-- DATA ROWS --
———

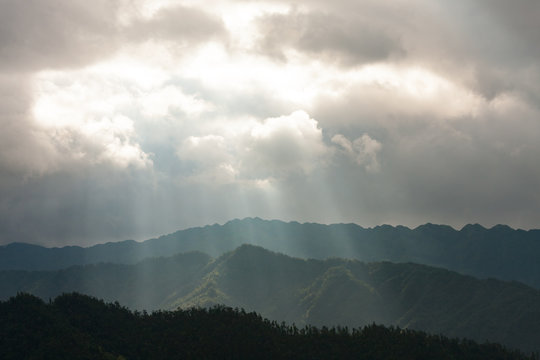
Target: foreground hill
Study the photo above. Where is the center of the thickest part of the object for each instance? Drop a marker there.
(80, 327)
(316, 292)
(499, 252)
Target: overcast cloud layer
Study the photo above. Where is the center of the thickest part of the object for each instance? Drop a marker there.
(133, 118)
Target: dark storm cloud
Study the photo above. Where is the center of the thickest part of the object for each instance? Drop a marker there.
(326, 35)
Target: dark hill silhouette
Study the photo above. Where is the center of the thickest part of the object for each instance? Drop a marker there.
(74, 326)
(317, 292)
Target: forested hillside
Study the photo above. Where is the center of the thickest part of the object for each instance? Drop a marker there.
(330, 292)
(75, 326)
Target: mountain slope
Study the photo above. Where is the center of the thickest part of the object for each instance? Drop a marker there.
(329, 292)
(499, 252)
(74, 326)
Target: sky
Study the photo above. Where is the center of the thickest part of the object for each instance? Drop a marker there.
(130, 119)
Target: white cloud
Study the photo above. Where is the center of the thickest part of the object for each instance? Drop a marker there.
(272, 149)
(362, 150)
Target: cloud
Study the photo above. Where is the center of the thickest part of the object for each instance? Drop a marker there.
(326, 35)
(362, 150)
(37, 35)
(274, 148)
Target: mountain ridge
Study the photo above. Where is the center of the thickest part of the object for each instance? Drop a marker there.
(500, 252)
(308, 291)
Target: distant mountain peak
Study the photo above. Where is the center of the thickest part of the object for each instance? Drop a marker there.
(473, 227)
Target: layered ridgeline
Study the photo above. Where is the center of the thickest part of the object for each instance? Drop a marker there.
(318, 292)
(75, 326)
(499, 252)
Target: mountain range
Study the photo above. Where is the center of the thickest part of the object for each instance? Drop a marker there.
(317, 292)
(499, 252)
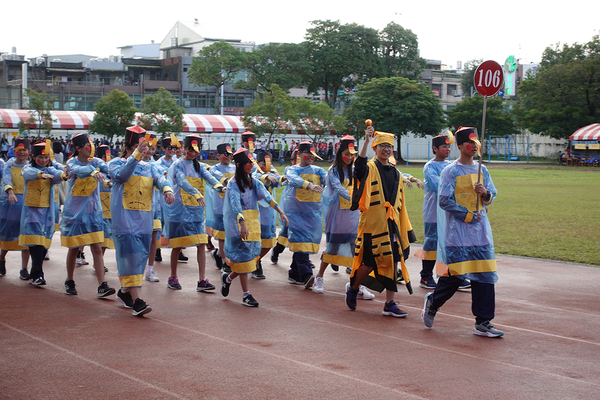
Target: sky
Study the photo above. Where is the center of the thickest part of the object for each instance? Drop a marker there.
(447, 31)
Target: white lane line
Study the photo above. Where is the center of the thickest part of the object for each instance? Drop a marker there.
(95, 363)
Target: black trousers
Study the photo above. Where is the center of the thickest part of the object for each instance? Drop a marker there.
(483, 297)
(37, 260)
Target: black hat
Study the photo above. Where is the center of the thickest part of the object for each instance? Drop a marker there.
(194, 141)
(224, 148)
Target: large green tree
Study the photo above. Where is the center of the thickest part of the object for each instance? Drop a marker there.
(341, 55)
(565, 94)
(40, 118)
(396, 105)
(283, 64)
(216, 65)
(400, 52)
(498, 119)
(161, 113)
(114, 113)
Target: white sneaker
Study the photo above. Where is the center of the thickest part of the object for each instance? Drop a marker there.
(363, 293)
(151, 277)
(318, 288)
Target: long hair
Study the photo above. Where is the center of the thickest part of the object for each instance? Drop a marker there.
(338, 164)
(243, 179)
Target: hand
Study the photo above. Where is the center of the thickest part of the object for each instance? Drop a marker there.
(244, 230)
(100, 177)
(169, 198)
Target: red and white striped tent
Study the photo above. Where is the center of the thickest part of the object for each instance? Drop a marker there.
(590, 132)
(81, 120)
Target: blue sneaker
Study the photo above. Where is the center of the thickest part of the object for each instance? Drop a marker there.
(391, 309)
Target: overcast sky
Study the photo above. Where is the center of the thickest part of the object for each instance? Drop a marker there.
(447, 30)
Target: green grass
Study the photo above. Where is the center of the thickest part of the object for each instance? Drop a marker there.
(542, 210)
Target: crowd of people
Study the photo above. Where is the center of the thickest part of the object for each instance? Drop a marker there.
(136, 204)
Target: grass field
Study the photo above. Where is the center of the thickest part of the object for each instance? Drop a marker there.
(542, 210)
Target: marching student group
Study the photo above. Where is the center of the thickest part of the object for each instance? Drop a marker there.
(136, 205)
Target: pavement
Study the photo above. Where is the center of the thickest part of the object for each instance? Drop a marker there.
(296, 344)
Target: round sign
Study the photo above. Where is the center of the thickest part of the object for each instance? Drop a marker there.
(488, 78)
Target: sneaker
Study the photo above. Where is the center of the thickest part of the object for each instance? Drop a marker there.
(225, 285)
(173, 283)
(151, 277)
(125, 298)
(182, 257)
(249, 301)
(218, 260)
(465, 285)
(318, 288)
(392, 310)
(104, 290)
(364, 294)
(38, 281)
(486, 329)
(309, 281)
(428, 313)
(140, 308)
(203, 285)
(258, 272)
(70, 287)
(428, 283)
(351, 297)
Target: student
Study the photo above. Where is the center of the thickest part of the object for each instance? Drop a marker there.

———

-- STATED GOAL --
Quote the full listing above word for word; exclude every picture from the copy.

-- OUTPUT --
Target: foreground hill
Study the photo above. Where is the center of the thickest part of the object for each instance? Drop a marker there.
(80, 327)
(316, 292)
(499, 252)
Target: overcast cloud layer
Study the photo above. Where is the center of the thickest part of the object for each instance? Drop a marker there.
(133, 118)
Target: dark storm cloud
Study the photo above. Where is the center of the thickest part of the object for each instance? Drop a marker there.
(326, 35)
Target: dark hill silhouette
Study the photo above. Where is the center of the thickest part of the object for each instance? Drop a marker there.
(74, 326)
(317, 292)
Target: forested hillside
Study the photo above. Where is the center of the thickest part of the object for each instance? Drop a marker there.
(330, 292)
(75, 326)
Target: mountain slope
Study the photo above. Where is the center of the thickest part of the object for each instance? Drop a marker there.
(329, 292)
(499, 252)
(74, 326)
Target: sky
Study the photo above. Where is the center of the thickest part of the object for each instance? Drop a marker there.
(130, 119)
Target: white cloud
Study the photo above. Where is the center of the thickest part of the object for each instance? Drop a marker there.
(272, 149)
(362, 150)
Target: cloud
Study the photo above. Where is the center of the thickest part of the object for each instance? Drop a marker there.
(326, 35)
(362, 150)
(37, 35)
(274, 148)
Target: mountain ridge
Study the photo above. Where is the center of the thickest part of the object for each instance? Drop a marker there.
(500, 252)
(308, 291)
Target: distant mountain peak
Study the photo above. Where is the center of the thickest part of the object for each instance? Drop a marker there.
(473, 227)
Target: layered ridgeline
Study the photo above. Where is the center of the thickest part of the object for each instance? Drop a marker there.
(318, 292)
(75, 326)
(499, 252)
Target: mountain range
Study the photo above. Where is the center of the thickest part of the object for each instance? Drop a marker there.
(317, 292)
(499, 252)
Target: sky
Study the photo above. Where is the center of the thickest part of the object for each instance? Drop a marker there.
(447, 31)
Target: white lane line
Study the photo above. Where is the center of the thickest part of the object for each instance? Drop a marker there.
(95, 363)
Target: black trousers
Study the photo above. Where is the center of the thickest part of the object for each instance? Drop a marker there.
(483, 297)
(37, 260)
Target: black hat
Study the photo above. Where is the center of the thickest part of the object for each instance? Drop a marker there.
(194, 141)
(224, 148)
Target: large green tree
Study the photo above. Where is the center of the thickest part of the object for each instance? Drop a marker there.
(341, 55)
(565, 94)
(40, 118)
(396, 105)
(283, 64)
(216, 65)
(400, 52)
(498, 119)
(161, 113)
(114, 113)
Target: white sneaker
Study the photo above. Where is the center of the thickest part of the object for each instance? Drop a marker there.
(363, 293)
(151, 277)
(318, 288)
Target: long hair
Study the photo above. Where is the center of the thickest part of the object for each instance? Drop a marker there.
(338, 164)
(243, 179)
Target: hand
Study the photo above. Where is the center of the thickest part of the object for each instance? Drop a marker there.
(244, 230)
(100, 177)
(169, 198)
Target: red and white striped tent
Study the photo above. Where is the center of the thickest part of the object for each instance? Drop a marker there.
(590, 132)
(81, 120)
Target: blue sneaker
Study the photo above. Where is the center of the thickest part of the object for each instance? Drop a marker there.
(391, 309)
Target: overcast sky
Study the photo above. Where is the center of the thickest part of the object for each instance? Drop a marker there.
(447, 30)
Target: green grass
Study the photo above. Where is the center of the thickest part of the object for each instance? Drop a marker there.
(542, 210)
Target: crowd of people
Study the photo above. Where is the center of the thickest part of the object for each instance? Drop a marker there.
(136, 204)
Target: grass field
Study the photo above. Where is the center of the thickest part of the object for each instance? Drop a marker there.
(542, 210)
Target: marching student group
Study the photo above. Where is the center of the thickest part of the object for each instance? Drop a marker there.
(136, 205)
Target: pavement
Study the photo above. Where is the center of the thickest part of the object for each instance? Drop a marker there.
(296, 344)
Target: round sign
Study the photo above. Where is the center of the thickest part of the object for each instance? Drop a marker there.
(488, 78)
Target: sneaker
Study the photo above. Where is the center of the thickest part of the object for each instance? Drop a marker there.
(225, 285)
(173, 283)
(151, 277)
(125, 298)
(182, 257)
(249, 301)
(218, 260)
(465, 285)
(318, 288)
(392, 310)
(104, 290)
(364, 294)
(38, 281)
(486, 329)
(309, 281)
(428, 313)
(140, 308)
(203, 285)
(258, 272)
(70, 287)
(428, 283)
(351, 297)
Target: student
Study the photo above. Where is the center of the thickest part of the object for each instance? Drop a marker there.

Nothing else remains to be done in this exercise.